> [RECORDS TO PROCESS]:
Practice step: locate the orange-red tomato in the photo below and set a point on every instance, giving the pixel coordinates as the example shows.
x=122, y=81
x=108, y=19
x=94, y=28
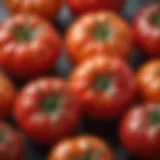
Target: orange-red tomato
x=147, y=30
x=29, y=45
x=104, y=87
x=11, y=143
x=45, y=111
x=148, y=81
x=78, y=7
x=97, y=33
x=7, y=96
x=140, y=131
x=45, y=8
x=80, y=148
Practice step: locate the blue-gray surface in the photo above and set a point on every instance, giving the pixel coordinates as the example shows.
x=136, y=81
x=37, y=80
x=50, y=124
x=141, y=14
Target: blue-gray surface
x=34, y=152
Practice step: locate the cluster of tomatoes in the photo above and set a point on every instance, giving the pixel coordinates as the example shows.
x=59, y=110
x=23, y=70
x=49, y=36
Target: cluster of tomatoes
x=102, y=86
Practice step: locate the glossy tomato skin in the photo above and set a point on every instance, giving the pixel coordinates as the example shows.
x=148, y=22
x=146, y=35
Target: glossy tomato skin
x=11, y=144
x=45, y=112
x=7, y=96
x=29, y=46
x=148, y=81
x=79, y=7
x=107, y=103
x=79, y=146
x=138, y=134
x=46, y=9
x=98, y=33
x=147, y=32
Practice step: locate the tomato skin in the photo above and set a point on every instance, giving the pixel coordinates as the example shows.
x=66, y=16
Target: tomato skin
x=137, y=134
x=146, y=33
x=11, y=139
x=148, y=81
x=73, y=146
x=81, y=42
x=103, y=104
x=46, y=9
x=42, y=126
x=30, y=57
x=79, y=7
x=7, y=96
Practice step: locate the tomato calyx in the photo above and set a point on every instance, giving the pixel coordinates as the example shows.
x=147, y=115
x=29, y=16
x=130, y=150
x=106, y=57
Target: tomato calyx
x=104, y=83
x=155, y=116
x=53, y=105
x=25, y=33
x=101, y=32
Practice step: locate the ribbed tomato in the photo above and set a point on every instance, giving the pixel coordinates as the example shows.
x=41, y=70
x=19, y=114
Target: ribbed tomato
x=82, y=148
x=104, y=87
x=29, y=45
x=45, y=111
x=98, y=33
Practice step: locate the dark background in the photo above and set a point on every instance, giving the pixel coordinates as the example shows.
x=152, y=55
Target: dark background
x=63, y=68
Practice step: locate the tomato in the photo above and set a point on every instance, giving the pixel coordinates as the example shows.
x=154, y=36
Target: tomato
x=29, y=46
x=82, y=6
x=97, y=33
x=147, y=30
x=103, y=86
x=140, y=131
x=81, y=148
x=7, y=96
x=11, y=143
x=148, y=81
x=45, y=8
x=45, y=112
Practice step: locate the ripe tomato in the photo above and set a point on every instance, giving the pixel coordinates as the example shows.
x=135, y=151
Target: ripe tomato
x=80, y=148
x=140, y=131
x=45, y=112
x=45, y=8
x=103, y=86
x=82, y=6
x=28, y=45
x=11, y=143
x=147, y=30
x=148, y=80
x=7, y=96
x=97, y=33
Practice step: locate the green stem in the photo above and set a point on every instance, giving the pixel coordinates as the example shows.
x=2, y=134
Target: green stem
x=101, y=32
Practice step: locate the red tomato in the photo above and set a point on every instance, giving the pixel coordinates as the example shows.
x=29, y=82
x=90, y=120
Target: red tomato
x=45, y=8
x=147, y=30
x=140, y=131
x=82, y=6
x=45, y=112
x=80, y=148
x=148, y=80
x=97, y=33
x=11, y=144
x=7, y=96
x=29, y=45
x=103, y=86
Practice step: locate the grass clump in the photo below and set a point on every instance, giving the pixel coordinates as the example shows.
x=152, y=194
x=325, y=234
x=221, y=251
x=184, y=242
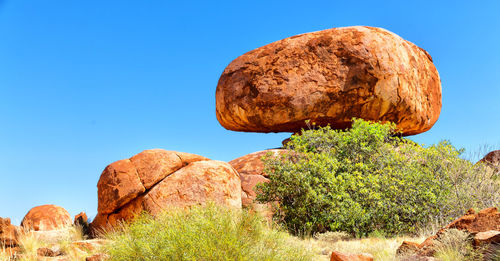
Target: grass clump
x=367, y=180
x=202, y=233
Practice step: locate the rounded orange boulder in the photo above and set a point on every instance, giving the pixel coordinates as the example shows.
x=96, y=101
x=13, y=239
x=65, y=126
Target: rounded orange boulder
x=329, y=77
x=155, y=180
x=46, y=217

* * *

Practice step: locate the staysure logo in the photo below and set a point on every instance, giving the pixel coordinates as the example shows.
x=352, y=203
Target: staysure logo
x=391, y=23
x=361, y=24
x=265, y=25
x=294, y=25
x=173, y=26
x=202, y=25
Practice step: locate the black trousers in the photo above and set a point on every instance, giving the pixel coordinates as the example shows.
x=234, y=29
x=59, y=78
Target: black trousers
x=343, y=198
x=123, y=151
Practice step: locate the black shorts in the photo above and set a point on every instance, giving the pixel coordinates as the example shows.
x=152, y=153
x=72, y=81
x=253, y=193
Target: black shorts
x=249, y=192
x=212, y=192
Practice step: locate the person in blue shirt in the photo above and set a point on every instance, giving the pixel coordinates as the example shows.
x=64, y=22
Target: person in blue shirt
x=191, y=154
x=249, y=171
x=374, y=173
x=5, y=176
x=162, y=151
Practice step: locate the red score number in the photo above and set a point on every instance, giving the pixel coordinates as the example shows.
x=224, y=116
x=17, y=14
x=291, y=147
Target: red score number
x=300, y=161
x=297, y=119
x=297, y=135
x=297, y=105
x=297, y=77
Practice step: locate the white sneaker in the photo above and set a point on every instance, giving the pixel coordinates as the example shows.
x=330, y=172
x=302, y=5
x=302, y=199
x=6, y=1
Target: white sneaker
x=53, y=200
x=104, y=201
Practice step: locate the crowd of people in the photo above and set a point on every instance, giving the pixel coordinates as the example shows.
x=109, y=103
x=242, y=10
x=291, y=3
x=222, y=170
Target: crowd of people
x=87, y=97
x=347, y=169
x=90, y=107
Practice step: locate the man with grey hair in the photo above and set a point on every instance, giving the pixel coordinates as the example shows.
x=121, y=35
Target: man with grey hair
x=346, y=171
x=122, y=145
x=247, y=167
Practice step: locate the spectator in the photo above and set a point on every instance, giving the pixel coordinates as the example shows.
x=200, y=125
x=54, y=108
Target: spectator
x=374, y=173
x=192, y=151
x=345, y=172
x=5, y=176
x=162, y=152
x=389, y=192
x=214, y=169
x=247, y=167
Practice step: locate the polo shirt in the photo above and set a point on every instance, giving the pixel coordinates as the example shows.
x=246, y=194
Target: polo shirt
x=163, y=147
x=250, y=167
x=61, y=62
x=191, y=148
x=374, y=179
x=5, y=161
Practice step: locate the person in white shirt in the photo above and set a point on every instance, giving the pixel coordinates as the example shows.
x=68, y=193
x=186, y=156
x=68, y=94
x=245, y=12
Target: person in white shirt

> [WHAT IS EXPECTED]:
Print, without alteration, only the lines above between the one holding "x=109, y=103" and the one holding "Target: person in white shirt", inclusive.

> [RESULT]:
x=109, y=103
x=242, y=10
x=291, y=3
x=222, y=170
Target: crowd of people
x=87, y=97
x=347, y=169
x=90, y=107
Practice step: locate the man with grey hair in the photo above and set a point on every instance, giving the pixel coordinates as the example shows.
x=121, y=35
Target: man with grey hair
x=346, y=171
x=122, y=145
x=247, y=167
Practice step: locate the spectator in the photo above and set a point on every instance, giving the pixel coordinates as the example shows.
x=200, y=125
x=54, y=108
Target: spectator
x=374, y=173
x=192, y=151
x=345, y=172
x=5, y=176
x=162, y=152
x=389, y=192
x=214, y=169
x=247, y=167
Practice step: locate the polo shirt in the photo above and set a point on every instance, giving the pixel coordinates as the example shows.
x=246, y=194
Target: polo shirt
x=163, y=147
x=250, y=167
x=61, y=62
x=191, y=148
x=374, y=179
x=5, y=161
Practice step: locate the person in white shirt in the photo above and set a point on every instance, giving the pixel coordinates as the example shows.
x=68, y=193
x=186, y=156
x=68, y=94
x=245, y=12
Target: person in white shirt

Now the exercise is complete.